[AIM A]: Copy out the passage about Kwilecki's reading and letter writing word for word.

He was culturally voracious, devouring photography books, literature, films, philosophy, classical music — critiquing it all in his journals. He soaks up Eugène Atget, Edward Weston, Walker Evans. He expresses adoration for Charles Dickens, tearing up when he reads A Christmas Carol to Susan because it reminds him “with painful vividness” of his mother’s reading it to him on Broughton Street. He recounts an argument with a lawyer friend about Shakespeare. (“He loved the Bard,” Frances told me.) He rereads Huck Finn (“Hemingway was right. Clemens was one of the great American novelists”). He consumes Gertrude Stein’s The Autobiography of Alice B. Toklas in white heat on a single afternoon (“I don’t think she  was awfully talented”) and Ibsen’s “A Doll’s House” (hated it).  

While Kwilecki’s robust inner life surely stimulated him, and informed his vision, it also reinforced his sense of isolation. He had no one to talk to about photography. Not in Bainbridge. But in his letter writing, he found an outlet. 

He struck up life-changing correspondences with photographer David Vestal,  Gudmund Vigtel (director of Atlanta’s High Museum of Art), and John Szarkowski (director of the photography department at the Museum of Modern Art in New York). In 1963 and 1966, he asked Ansel Adams for technical advice. Adams replied with specifics on mixing developing fluids — and encouraging words. “I am happy to note that you are approaching your environment on a personal, independent and creative basis. … So much photography today is false because it echoes mannerisms and cultisms. We desperately need a fresh and highly personal viewpoint — but a viewpoint always controlled by passion.”

[AIM B]: Quote the stretch of the records below from the line containing "Task: Where can the guitar" through the end of the records.

[MATERIAL SUPPLIED]:
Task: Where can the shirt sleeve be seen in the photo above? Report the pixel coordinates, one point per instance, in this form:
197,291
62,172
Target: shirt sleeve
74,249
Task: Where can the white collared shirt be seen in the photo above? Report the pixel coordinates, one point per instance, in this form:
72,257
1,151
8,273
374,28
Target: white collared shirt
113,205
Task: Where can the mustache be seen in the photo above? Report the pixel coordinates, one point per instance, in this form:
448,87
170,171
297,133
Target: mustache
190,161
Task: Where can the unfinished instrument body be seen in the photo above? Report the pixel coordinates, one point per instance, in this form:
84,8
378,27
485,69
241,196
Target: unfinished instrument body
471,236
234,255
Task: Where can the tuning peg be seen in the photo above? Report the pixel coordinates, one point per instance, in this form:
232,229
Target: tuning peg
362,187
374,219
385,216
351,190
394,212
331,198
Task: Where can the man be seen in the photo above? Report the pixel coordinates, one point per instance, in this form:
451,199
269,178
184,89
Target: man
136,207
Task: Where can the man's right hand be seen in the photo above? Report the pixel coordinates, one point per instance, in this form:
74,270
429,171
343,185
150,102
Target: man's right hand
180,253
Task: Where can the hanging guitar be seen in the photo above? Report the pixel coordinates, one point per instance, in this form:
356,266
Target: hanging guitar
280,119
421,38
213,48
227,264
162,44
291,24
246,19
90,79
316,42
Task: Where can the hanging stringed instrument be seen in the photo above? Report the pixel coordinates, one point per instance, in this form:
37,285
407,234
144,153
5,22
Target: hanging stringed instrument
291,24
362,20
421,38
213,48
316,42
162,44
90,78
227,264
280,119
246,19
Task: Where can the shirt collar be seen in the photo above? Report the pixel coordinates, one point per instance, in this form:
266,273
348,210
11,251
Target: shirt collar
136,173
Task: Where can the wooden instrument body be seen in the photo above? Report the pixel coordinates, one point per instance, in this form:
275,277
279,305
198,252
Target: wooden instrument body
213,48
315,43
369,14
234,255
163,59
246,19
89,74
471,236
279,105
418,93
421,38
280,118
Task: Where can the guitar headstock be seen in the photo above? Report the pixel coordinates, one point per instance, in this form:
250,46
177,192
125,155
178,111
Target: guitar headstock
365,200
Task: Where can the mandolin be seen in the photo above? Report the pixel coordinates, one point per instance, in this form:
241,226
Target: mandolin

[EXERCISE OUTPUT A]:
He was culturally voracious, devouring photography books, literature, films, philosophy, classical music — critiquing it all in his journals. He soaks up Eugène Atget, Edward Weston, Walker Evans. He expresses adoration for Charles Dickens, tearing up when he reads A Christmas Carol to Susan because it reminds him “with painful vividness” of his mother’s reading it to him on Broughton Street. He recounts an argument with a lawyer friend about Shakespeare. (“He loved the Bard,” Frances told me.) He rereads Huck Finn (“Hemingway was right. Clemens was one of the great American novelists”). He consumes Gertrude Stein’s The Autobiography of Alice B. Toklas in white heat on a single afternoon (“I don’t think she  was awfully talented”) and Ibsen’s “A Doll’s House” (hated it).  

While Kwilecki’s robust inner life surely stimulated him, and informed his vision, it also reinforced his sense of isolation. He had no one to talk to about photography. Not in Bainbridge. But in his letter writing, he found an outlet. 

He struck up life-changing correspondences with photographer David Vestal,  Gudmund Vigtel (director of Atlanta’s High Museum of Art), and John Szarkowski (director of the photography department at the Museum of Modern Art in New York). In 1963 and 1966, he asked Ansel Adams for technical advice. Adams replied with specifics on mixing developing fluids — and encouraging words. “I am happy to note that you are approaching your environment on a personal, independent and creative basis. … So much photography today is false because it echoes mannerisms and cultisms. We desperately need a fresh and highly personal viewpoint — but a viewpoint always controlled by passion.”

[EXERCISE OUTPUT B]:
Task: Where can the guitar headstock be seen in the photo above? Report the pixel coordinates, one point per instance, in this form:
250,46
177,192
125,155
178,111
Target: guitar headstock
365,200
Task: Where can the mandolin be seen in the photo above? Report the pixel coordinates, one point per instance, in this form:
241,226
Target: mandolin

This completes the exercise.